Task brief
Scan the lines below for the string "field" and report how many lines contain it, giving only the number.

▶

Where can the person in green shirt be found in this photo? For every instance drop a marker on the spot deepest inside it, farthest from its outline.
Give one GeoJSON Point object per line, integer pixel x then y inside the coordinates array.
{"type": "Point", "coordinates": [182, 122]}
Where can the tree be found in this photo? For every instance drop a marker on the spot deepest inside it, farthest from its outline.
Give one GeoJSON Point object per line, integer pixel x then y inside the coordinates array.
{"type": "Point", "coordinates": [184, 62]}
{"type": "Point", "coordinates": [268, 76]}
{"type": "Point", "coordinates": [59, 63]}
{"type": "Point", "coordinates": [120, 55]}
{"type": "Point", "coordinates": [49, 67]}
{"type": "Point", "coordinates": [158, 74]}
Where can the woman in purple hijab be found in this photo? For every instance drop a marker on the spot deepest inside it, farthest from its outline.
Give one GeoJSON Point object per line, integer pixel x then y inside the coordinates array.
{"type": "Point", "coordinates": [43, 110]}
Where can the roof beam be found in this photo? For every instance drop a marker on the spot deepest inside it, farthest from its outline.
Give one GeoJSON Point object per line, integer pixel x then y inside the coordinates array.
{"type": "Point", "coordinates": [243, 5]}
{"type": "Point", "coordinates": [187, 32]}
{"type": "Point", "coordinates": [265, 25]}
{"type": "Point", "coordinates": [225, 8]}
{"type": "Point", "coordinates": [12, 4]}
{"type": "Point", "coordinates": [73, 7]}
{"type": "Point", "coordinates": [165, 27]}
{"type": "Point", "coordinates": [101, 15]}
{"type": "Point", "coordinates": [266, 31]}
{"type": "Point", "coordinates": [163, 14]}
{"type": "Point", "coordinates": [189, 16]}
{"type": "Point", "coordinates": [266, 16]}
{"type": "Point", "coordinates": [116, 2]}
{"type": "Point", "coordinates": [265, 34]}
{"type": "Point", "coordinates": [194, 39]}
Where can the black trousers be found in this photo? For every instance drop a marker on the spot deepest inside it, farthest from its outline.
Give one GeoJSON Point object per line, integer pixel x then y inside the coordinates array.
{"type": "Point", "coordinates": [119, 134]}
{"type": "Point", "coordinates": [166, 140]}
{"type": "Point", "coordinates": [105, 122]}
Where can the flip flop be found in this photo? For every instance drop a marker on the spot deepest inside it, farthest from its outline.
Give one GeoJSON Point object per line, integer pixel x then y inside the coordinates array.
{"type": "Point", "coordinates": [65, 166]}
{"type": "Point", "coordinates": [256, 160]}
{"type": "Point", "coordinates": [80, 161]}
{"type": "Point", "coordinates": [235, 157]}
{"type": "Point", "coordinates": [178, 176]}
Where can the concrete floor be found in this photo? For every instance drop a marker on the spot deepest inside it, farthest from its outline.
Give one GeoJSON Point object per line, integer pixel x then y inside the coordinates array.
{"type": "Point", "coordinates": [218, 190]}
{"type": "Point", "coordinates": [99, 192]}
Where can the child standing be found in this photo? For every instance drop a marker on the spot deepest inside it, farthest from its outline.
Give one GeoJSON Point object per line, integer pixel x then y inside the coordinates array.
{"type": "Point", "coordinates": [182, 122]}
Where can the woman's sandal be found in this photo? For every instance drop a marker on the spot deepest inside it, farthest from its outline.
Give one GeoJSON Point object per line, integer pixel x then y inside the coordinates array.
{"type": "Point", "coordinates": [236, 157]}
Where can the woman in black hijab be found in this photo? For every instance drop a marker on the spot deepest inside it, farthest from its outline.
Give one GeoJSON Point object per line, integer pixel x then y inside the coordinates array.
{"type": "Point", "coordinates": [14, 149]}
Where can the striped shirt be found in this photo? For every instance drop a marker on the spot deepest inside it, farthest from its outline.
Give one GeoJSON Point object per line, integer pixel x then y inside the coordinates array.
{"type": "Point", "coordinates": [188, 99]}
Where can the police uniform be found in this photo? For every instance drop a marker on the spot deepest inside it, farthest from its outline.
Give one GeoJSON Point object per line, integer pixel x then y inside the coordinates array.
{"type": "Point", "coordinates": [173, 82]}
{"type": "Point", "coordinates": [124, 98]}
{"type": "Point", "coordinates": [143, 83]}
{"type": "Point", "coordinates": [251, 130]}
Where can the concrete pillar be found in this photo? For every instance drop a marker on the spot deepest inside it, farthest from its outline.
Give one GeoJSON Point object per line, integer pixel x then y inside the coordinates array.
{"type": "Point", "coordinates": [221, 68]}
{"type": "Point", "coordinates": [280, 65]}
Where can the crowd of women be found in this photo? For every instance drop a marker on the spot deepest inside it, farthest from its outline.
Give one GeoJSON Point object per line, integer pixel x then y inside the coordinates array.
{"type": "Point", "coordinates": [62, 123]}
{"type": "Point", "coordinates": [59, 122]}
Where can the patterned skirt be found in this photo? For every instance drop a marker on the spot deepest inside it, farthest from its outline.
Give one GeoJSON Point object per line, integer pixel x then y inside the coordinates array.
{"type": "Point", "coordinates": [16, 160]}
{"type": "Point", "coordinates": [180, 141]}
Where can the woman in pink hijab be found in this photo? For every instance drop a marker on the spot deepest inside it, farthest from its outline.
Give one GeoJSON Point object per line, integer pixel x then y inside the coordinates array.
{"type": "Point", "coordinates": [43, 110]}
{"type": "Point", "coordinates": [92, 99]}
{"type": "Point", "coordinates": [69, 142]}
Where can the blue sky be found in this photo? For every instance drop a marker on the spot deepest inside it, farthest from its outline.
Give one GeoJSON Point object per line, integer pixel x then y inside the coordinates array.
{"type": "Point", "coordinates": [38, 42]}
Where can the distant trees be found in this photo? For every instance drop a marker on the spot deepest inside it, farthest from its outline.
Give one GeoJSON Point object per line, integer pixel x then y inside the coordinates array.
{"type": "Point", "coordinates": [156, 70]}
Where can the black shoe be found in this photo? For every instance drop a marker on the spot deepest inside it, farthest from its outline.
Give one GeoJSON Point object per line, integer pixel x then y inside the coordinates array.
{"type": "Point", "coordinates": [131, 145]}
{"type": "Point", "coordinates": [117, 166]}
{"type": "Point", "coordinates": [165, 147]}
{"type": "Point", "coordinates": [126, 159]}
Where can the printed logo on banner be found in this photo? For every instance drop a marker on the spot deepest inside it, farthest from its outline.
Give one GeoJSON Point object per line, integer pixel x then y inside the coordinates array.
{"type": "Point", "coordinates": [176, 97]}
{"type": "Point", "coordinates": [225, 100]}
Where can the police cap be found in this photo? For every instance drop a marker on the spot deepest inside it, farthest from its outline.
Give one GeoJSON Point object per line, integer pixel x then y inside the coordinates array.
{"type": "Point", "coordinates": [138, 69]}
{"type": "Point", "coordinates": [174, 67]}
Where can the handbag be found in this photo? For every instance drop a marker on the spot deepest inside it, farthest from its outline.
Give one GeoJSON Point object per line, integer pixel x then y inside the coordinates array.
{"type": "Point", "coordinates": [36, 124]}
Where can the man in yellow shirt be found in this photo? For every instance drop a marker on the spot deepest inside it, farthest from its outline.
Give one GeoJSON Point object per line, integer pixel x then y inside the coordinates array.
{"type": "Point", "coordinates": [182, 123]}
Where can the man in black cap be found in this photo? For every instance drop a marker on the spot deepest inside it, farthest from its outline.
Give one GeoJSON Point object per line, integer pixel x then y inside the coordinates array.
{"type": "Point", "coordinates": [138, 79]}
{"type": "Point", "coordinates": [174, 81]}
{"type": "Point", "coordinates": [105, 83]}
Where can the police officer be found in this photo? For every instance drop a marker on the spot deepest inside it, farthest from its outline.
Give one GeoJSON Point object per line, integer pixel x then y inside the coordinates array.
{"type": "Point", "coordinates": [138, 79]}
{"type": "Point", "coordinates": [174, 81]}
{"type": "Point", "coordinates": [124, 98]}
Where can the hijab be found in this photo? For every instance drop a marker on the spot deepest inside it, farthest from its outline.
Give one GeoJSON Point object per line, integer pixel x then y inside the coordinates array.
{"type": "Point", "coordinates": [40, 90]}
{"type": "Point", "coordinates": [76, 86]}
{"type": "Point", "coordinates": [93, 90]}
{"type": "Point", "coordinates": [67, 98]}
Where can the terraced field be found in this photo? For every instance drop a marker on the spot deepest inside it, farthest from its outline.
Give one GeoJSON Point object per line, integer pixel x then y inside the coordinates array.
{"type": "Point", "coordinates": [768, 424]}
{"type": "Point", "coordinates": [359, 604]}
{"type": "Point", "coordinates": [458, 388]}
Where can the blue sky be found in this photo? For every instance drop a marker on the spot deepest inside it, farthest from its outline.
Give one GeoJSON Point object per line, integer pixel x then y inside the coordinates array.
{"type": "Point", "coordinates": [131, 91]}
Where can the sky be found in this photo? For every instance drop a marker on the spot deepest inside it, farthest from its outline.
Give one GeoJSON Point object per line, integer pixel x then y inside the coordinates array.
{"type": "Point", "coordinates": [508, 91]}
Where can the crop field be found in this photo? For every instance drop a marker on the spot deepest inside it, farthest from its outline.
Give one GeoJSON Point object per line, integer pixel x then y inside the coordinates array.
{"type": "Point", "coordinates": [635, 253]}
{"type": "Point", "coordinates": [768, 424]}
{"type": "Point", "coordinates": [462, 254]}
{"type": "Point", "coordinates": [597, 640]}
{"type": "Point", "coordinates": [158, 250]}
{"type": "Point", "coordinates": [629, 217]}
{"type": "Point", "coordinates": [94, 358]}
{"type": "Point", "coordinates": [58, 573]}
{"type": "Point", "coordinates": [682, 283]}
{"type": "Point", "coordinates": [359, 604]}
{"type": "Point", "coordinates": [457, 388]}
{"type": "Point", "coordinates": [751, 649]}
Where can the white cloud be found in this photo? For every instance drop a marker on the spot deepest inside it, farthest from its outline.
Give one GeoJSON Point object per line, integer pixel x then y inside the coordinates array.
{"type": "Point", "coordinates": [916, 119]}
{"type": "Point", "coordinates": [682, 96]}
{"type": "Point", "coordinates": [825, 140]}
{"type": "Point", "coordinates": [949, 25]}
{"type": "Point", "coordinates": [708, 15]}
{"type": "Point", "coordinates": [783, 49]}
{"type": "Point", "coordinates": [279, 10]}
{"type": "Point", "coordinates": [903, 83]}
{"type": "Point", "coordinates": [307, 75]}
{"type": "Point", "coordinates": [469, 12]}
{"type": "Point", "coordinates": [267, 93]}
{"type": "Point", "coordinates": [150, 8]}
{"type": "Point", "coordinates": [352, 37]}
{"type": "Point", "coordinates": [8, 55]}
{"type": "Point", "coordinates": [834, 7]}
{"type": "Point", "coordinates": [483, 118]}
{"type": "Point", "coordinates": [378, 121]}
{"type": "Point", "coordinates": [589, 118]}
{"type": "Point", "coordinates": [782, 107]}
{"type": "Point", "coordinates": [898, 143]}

◀

Answer space
2